Data records
———

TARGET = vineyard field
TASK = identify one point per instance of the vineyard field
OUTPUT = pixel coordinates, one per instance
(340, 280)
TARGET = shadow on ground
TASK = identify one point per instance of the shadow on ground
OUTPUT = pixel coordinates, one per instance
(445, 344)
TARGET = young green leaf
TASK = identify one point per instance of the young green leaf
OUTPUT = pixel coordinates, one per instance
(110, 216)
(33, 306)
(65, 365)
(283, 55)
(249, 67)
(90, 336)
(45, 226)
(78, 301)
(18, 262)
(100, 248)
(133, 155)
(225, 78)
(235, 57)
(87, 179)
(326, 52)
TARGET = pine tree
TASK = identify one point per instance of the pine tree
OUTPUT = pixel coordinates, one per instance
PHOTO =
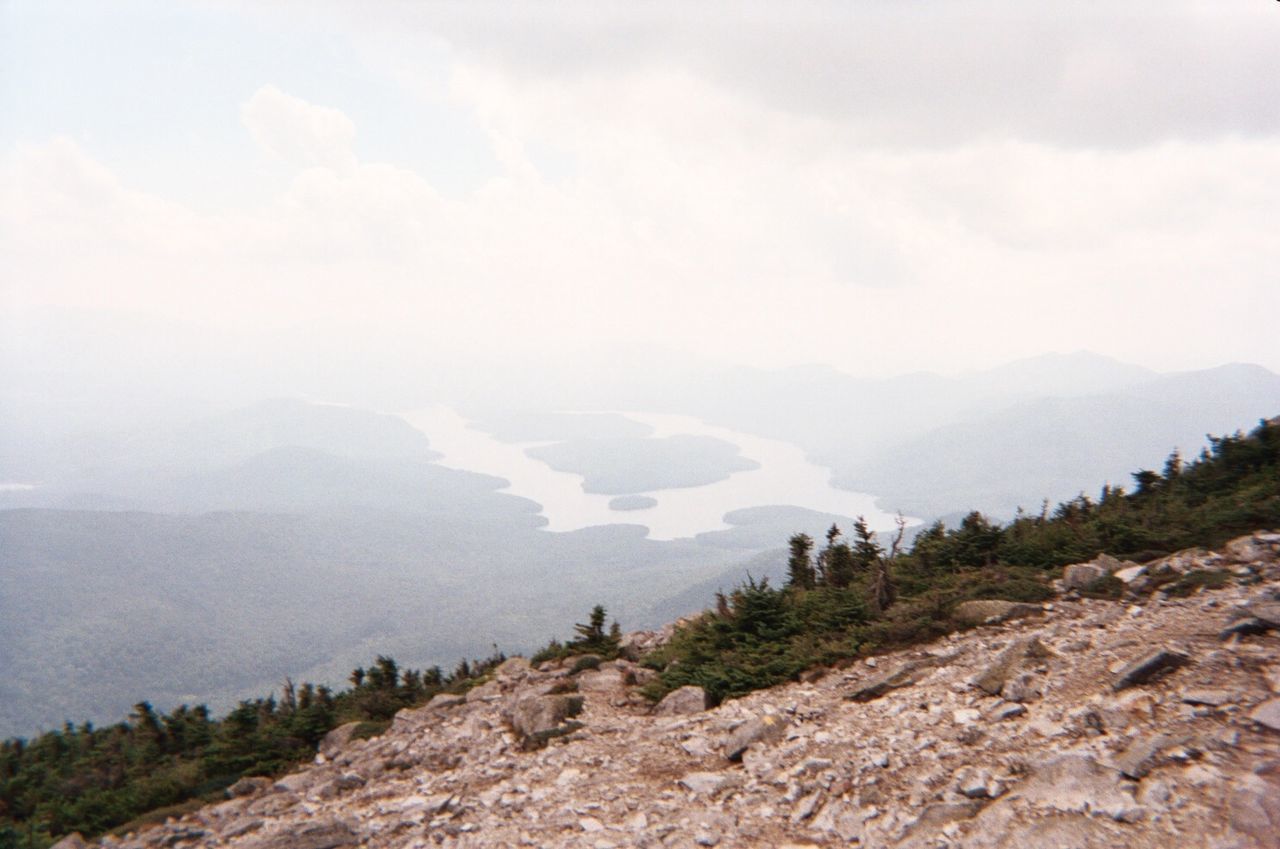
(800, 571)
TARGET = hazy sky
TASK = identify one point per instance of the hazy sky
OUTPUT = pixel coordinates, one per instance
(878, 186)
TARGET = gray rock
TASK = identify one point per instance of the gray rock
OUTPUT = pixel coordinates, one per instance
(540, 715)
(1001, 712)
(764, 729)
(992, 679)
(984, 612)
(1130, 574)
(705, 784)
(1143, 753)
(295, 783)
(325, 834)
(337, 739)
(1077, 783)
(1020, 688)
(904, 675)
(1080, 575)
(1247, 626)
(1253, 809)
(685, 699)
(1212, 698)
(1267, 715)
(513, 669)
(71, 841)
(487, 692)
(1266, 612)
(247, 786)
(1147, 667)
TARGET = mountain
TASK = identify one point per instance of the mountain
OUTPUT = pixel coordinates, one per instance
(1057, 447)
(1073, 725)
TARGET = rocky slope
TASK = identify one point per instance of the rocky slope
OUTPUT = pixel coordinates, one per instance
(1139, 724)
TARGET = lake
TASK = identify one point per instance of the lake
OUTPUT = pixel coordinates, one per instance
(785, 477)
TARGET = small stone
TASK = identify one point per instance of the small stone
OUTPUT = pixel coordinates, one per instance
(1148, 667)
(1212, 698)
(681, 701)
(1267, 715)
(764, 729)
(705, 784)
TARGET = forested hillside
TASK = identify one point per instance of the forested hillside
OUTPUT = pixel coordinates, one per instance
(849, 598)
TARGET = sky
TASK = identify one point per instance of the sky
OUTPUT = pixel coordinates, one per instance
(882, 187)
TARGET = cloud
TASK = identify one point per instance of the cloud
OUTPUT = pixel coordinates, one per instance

———

All of the data above should be transcribed verbatim, with pictures omitted.

■ **Solution to this problem**
TARGET = vineyard field
TASK = identify one point per instance of the vineyard field
OUTPUT = pixel coordinates, one per instance
(340, 280)
TARGET = shadow on ground
TASK = identify one point per instance of the shadow on ground
OUTPUT = pixel coordinates, one per instance
(445, 344)
TARGET = young green leaf
TASK = identify one point per instance of the young green leaf
OUTPUT = pixel coordinates, one per instance
(110, 216)
(33, 306)
(65, 365)
(283, 55)
(249, 67)
(90, 336)
(45, 226)
(78, 301)
(18, 262)
(100, 248)
(133, 155)
(225, 78)
(235, 57)
(87, 179)
(326, 52)
TARGET = pine tree
TASK = identify one point per instance of the pine tree
OUTPUT = pixel coordinates, one per instance
PHOTO =
(800, 571)
TARGET = hazy sky
TASK = identify one point per instance of the hazy sky
OUTPUT = pixel coordinates, one per instance
(878, 186)
TARGET = gray rock
TASK = identify one point per instance of the gray rock
OUTPUT = pixel coordinates, one per instance
(540, 715)
(1001, 712)
(764, 729)
(992, 679)
(984, 612)
(1130, 574)
(705, 784)
(1143, 753)
(295, 783)
(325, 834)
(337, 739)
(1077, 783)
(1020, 688)
(904, 675)
(1080, 575)
(1247, 626)
(1253, 809)
(685, 699)
(1212, 698)
(1267, 715)
(513, 669)
(71, 841)
(487, 692)
(1266, 612)
(247, 786)
(1147, 667)
TARGET = mountain
TASK = identify one point per instance of the mountain
OUTPUT = pixel coordinates, one per instance
(1057, 447)
(1073, 725)
TARGET = rocky slope
TASK = identify one point per instance of the rocky slope
OUTPUT = pixel coordinates, one per instance
(1139, 724)
TARGET = lake
TASK = identify one point per instance of the lake
OUTPUT = pixel coordinates, one per instance
(785, 477)
TARGET = small stone
TASK = identify one point per instance of the small stone
OUTPUT = pixel coordinates, one per instance
(1148, 667)
(1212, 698)
(681, 701)
(1267, 715)
(764, 729)
(705, 784)
TARGET = forested hillside
TASK = identify one point per instance of the forested hillside
OUTPUT = pixel coordinates, one per instance
(849, 598)
TARGET = sky
TASK = identify one point per instance of the sky
OUTPUT = pixel coordinates, one per instance
(882, 187)
TARGET = cloud
TASK = identify one point per instance of the cloud
OUTPUT = pixel coordinates, one per instance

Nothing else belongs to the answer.